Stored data
--------
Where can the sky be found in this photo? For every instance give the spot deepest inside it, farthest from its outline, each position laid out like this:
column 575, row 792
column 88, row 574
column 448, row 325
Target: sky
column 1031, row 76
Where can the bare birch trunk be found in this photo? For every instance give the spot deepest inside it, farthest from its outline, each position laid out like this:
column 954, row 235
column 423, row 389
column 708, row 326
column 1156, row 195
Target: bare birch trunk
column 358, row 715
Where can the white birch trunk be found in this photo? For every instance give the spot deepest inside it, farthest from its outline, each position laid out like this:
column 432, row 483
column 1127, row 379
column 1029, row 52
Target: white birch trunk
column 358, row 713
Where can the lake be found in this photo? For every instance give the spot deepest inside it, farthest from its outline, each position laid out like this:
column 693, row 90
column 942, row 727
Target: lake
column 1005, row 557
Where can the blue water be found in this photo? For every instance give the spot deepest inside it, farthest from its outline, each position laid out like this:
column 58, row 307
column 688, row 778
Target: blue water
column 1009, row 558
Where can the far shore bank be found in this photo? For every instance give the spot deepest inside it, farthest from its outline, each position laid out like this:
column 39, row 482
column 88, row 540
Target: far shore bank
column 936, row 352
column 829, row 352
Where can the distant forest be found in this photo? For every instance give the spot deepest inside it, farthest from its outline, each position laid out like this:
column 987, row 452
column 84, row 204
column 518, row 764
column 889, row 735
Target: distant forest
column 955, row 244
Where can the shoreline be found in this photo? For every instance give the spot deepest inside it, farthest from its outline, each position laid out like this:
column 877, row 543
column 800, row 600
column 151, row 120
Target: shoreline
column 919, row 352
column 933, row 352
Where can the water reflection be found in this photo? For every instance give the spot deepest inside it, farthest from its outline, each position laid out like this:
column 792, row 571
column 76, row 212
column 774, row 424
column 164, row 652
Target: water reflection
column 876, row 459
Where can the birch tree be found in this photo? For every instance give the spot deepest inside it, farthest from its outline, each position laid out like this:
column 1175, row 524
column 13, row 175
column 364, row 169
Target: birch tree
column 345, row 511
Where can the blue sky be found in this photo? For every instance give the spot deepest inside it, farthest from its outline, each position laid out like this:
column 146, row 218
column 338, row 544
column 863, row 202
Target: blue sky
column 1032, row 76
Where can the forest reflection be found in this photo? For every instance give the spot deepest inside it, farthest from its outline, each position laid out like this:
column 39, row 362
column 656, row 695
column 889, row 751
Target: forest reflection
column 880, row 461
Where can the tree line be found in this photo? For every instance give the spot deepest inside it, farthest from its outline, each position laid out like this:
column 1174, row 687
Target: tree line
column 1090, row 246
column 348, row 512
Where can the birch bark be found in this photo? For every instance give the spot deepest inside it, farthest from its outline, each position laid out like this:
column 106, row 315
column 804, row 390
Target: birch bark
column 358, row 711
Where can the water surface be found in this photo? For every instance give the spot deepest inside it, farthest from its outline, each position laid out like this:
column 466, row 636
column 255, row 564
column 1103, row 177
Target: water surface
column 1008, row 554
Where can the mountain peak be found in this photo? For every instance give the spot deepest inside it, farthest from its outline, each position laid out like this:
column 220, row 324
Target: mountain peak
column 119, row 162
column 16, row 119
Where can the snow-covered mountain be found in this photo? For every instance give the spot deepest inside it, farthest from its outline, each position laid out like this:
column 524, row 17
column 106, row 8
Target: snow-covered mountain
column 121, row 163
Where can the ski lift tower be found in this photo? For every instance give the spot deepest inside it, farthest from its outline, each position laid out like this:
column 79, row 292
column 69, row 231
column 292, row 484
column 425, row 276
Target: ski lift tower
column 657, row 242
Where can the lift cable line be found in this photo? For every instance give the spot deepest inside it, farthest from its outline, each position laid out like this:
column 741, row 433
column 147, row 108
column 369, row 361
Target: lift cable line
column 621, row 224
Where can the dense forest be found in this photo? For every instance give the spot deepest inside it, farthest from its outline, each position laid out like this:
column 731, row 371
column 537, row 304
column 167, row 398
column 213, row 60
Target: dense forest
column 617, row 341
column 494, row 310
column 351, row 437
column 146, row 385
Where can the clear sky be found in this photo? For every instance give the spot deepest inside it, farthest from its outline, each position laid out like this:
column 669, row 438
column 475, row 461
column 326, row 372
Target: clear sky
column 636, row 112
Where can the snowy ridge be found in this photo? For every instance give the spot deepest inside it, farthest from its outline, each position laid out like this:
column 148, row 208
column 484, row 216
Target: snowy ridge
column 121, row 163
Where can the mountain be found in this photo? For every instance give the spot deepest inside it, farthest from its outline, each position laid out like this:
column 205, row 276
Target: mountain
--------
> Stated task:
Rewrite all the entries, swapping "farthest from its outline" for "most distant from its edge" and keeping everything else the same.

> Answer in full:
Where can the sky be found in this photo? For every instance give the spot deepest inside it, most distant from its edge, each position laid out like this:
column 575, row 792
column 88, row 574
column 448, row 325
Target: sky
column 1031, row 76
Where can the bare birch trunk be found in this photo? For every instance give the spot deepest inside it, most distant from its edge, each position laid out like this:
column 954, row 235
column 423, row 389
column 708, row 326
column 1156, row 195
Target: bare birch trunk
column 358, row 715
Where can the white birch trunk be found in this photo? For every instance give the spot deepest inside it, most distant from its edge, each position laid out like this:
column 432, row 483
column 1127, row 379
column 1029, row 52
Target: white birch trunk
column 358, row 713
Where can the lake be found in this photo? For every instance give the spot deepest inside it, most distant from its edge, each position laid out like this:
column 693, row 90
column 942, row 727
Target: lake
column 1005, row 557
Where can the blue water be found in this photo? For every instance give the spot deepest inside it, most distant from its edge, each position laid out like this:
column 58, row 307
column 688, row 778
Target: blue water
column 1009, row 558
Where can the far shore bank be found in this photo? For every instance give the spot deepest inside it, most distant from its edge, each position laid out like this:
column 39, row 482
column 88, row 540
Target: far shore bank
column 936, row 352
column 829, row 352
Where can the distant forest be found in this photo? For every instance give the spot deepest inside it, most distant from its edge, each position laid out like this:
column 987, row 452
column 84, row 204
column 518, row 764
column 889, row 735
Target: distant forest
column 955, row 244
Where can the shoreline be found in this photo? For every instance give the spot deepest inside it, most distant from its edge, each position laid out like this:
column 877, row 543
column 800, row 600
column 151, row 120
Target: shoreline
column 919, row 352
column 933, row 352
Where can the water reflection be found in this photo? For every instance give the spot deepest inside it, most distant from its edge, each position laid out like this:
column 792, row 571
column 76, row 212
column 774, row 424
column 164, row 652
Target: water reflection
column 876, row 459
Where can the birch tree be found in this photo? For every instance give the spot deepest inside it, most distant from its edge, each position laid out like this:
column 1175, row 524
column 13, row 175
column 364, row 169
Target: birch tree
column 345, row 511
Where can the blue sky be found in this photo? For every instance give the spot deepest inside it, most distant from its edge, each position laid out like this:
column 146, row 218
column 338, row 544
column 863, row 202
Target: blue sky
column 1032, row 76
Where can the forest reflection be found in this photo? For every instance give the spot deepest inside it, most distant from its edge, each position laid out like this:
column 39, row 362
column 656, row 695
column 889, row 751
Target: forest reflection
column 880, row 461
Where can the tree line be found in this photo? For every instance give the spot deepest inside it, most distant from its edge, each position laid out like this:
column 1174, row 687
Target: tree line
column 1090, row 246
column 348, row 512
Where can the birch bark be found in this photo? For every instance give the spot deepest inside it, most distant from its edge, each position laid out like this:
column 106, row 315
column 804, row 390
Target: birch bark
column 358, row 711
Where can the water surface be found in this photo? For every instance give the spot deepest inside it, most distant from its edge, each position laid out like this:
column 466, row 636
column 255, row 564
column 1103, row 177
Target: water surface
column 1008, row 554
Where can the mountain peak be found in this photo? For every instance give the spot deepest inside it, most distant from its edge, each position laid out like this:
column 220, row 324
Target: mountain peak
column 119, row 162
column 16, row 119
Where can the snow-covered mountain be found in this photo? For every instance give the spot deepest inside it, most distant from its edge, each position laid out like this:
column 524, row 17
column 106, row 8
Target: snow-covered mountain
column 121, row 163
Where can the ski lift tower be found in this photo? For every instance give the spot deepest inside it, most distant from its edge, each position laid out like this:
column 79, row 292
column 69, row 231
column 292, row 484
column 425, row 276
Target: ski lift tower
column 657, row 242
Where can the lift cable line be found in this photo? For every instance give the spot deepest inside it, most distant from its edge, each position laid out like this:
column 741, row 433
column 147, row 108
column 369, row 361
Target: lift cable line
column 621, row 224
Where can the dense forest be found in this photo? For every instance give the spot deepest inside it, most distant from its edge, each position laid out like this:
column 731, row 371
column 537, row 304
column 167, row 398
column 213, row 60
Target: dense forest
column 617, row 341
column 494, row 310
column 351, row 437
column 146, row 385
Where can the clear sky be found in this photo? For every instance give the spot deepest inside it, most distant from its edge, each position laid out like this:
column 669, row 438
column 475, row 461
column 326, row 372
Target: clear sky
column 636, row 112
Where can the snowy ridge be found in this photo? For every instance give the spot deepest inside it, most distant from its edge, each position laid out like this:
column 148, row 208
column 484, row 216
Target: snowy ridge
column 121, row 163
Where can the mountain be found in this photo? For every instance give the spot deepest inside it, most distant from its edge, each position laid out like this:
column 205, row 276
Target: mountain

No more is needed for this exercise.